SÃO PAULO - O prefeito João Doria (PSDB) mal desceu do carro e logo foi cercado por um grupo de pessoas que o aguardavam com celulares em mãos para tirar uma selfie com ele. A tietagem acompanhou o tucano durante todo o evento de inauguração do Parque do Chuvisco, no Campo Belo, zona sul de São Paulo. Doria conversou com moradores, posou para as fotos e acenou para quem gritava seu nome à distância. Até que um senhor, emocionado, o abraçou e deu o tom do cortejo: “Você tem o meu voto”.

Linhas extraídas:
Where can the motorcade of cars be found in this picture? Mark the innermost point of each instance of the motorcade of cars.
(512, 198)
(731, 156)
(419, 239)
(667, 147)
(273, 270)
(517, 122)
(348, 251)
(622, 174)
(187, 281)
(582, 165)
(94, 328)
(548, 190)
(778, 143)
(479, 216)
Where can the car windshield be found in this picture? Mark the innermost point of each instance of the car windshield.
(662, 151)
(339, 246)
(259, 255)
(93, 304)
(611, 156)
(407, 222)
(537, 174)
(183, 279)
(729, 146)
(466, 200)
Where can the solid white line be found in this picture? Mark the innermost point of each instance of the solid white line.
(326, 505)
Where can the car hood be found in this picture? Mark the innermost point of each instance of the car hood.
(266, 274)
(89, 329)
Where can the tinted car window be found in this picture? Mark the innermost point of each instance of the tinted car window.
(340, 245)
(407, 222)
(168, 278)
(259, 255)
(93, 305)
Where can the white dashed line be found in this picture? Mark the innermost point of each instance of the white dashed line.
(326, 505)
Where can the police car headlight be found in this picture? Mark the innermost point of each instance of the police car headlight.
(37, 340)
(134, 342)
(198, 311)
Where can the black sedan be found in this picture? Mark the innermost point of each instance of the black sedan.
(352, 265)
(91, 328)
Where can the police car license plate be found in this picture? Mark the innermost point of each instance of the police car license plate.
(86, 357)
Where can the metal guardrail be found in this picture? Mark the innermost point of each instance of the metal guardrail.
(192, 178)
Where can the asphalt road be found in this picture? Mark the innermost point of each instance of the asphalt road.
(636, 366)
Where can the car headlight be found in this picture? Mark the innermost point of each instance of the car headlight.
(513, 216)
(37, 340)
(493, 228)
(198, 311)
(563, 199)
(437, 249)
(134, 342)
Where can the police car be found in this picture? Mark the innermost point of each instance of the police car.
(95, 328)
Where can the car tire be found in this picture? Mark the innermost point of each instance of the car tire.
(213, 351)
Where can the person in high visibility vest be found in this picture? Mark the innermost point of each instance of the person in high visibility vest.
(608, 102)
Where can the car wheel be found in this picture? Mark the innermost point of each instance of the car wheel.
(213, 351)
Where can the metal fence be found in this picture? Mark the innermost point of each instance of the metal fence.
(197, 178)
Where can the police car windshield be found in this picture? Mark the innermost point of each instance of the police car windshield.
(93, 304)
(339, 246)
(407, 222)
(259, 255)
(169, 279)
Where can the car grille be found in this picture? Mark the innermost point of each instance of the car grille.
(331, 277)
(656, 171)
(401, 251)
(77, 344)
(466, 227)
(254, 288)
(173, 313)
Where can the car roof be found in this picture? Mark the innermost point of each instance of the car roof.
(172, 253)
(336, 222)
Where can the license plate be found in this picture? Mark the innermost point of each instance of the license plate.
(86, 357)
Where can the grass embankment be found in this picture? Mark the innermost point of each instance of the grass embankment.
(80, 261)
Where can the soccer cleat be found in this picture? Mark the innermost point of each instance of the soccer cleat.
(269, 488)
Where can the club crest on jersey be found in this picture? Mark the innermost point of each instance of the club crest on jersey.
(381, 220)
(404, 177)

Instruções da tarefa:
Responda com base no texto fornecido:
(a) Que parque foi inaugurado no evento e em que bairro ele fica?
(b) O que as pessoas que aguardavam o prefeito tinham nas mãos?
(c) Que frase o senhor emocionado disse ao abraçar Doria?

Resposta escrita:
(a) O Parque do Chuvisco, no Campo Belo, zona sul de São Paulo.
(b) Celulares, para tirar uma selfie com ele.
(c) "Você tem o meu voto".